- _Texte de la page_:
Besoin de transparence et protection de l’algorithme

En effet, en assurant la transparence de leur algorithme, les concepteurs autorisent les utilisateurs, patients comme professionnels, à s’assurer par eux-mêmes du respect de leurs droits par la solution.

Pour autant, cet effort de transparence ne doit pas conduire les concepteurs à négliger la protection de leur algorithme vis-à-vis de leurs concurrents. Cette protection n’est pourtant pas un sujet aisé à appréhender, le droit de la propriété intellectuelle et industrielle ne proposant actuellement pas de solution satisfaisante.

A ce titre, il est recommandé aux concepteurs de privilégier le secret des affaires comme levier de protection juridique. Ainsi, en application de l’article L. 151-1 du Code de commerce, bénéficiera de cette protection l’algorithme qui :

  • N’est pas connu ou aisément accessible pour les personnes du même secteur d’activité que celui pour lequel la solution est développée ;
  • Revêt une valeur commerciale effective ou potentielle ;
  • Fait l’objet de mesures de protection raisonnables pour en conserver le secret.

Cette solution implique la rédaction d’une documentation contractuelle protectrice (contrat de confidentialité, clauses de non-concurrence, clauses pénales…) ainsi que d’une bible du savoir-faire précisément documentée.

- _Données enregistrées_:
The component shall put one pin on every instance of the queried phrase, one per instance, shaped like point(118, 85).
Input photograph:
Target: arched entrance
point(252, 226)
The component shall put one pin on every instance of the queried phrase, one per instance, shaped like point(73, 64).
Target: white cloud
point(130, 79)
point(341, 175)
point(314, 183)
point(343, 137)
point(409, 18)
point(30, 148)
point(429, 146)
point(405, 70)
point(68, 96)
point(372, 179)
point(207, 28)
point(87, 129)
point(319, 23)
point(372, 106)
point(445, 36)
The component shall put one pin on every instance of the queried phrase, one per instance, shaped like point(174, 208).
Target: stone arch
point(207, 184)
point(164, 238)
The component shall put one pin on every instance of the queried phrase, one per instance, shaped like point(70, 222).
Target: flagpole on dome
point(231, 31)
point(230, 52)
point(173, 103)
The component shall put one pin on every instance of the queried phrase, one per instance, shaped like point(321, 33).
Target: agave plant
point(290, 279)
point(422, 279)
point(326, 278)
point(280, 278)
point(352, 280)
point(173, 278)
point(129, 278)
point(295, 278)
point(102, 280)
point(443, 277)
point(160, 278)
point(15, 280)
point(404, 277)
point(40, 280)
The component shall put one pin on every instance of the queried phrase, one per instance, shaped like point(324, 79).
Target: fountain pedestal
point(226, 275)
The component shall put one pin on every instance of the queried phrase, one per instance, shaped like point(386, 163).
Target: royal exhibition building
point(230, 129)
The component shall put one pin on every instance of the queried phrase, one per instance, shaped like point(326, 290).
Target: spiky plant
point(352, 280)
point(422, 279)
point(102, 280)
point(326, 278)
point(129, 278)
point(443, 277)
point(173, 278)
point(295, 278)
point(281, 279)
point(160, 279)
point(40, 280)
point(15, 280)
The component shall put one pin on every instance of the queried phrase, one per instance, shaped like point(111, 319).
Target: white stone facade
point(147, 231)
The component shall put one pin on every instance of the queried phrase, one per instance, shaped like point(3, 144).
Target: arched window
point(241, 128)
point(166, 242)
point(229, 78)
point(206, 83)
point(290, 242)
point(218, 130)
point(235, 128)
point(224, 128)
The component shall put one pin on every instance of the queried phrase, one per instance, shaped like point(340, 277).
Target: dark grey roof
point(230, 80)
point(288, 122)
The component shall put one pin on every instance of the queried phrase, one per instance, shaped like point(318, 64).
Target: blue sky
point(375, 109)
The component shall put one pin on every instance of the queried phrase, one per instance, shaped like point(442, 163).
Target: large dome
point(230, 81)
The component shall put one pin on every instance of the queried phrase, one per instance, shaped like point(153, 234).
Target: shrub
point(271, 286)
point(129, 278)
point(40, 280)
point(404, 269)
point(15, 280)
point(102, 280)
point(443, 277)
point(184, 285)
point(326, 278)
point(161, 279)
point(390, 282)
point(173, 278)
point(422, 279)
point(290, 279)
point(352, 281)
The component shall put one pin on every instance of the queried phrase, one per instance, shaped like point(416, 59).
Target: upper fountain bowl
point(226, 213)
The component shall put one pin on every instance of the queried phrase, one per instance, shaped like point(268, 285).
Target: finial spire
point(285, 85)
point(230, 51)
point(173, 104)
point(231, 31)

- _Consigne 1_: Comment traduire en anglais cette phrase du texte sur la protection de l'algorithme : « Cette protection n’est pourtant pas un sujet aisé à appréhender, le droit de la propriété intellectuelle et industrielle ne proposant actuellement pas de solution satisfaisante. » ?
- _Consigne 2_:
D'après le texte sur la protection de l'algorithme :
(a) Quels utilisateurs peuvent vérifier par eux-mêmes le respect de leurs droits ?
(b) Quel levier de protection juridique est-il recommandé aux concepteurs de privilégier ?
(c) Quel article du Code de commerce est cité ?
Les lignes constituent un matériau distinct du texte de la page.

- _Corrigé 1_: This protection is, however, not an easy subject to grasp, as intellectual and industrial property law does not currently offer a satisfactory solution.

- _Corrigé 2_:
(a) Les patients comme les professionnels.
(b) Le secret des affaires.
(c) L'article L. 151-1.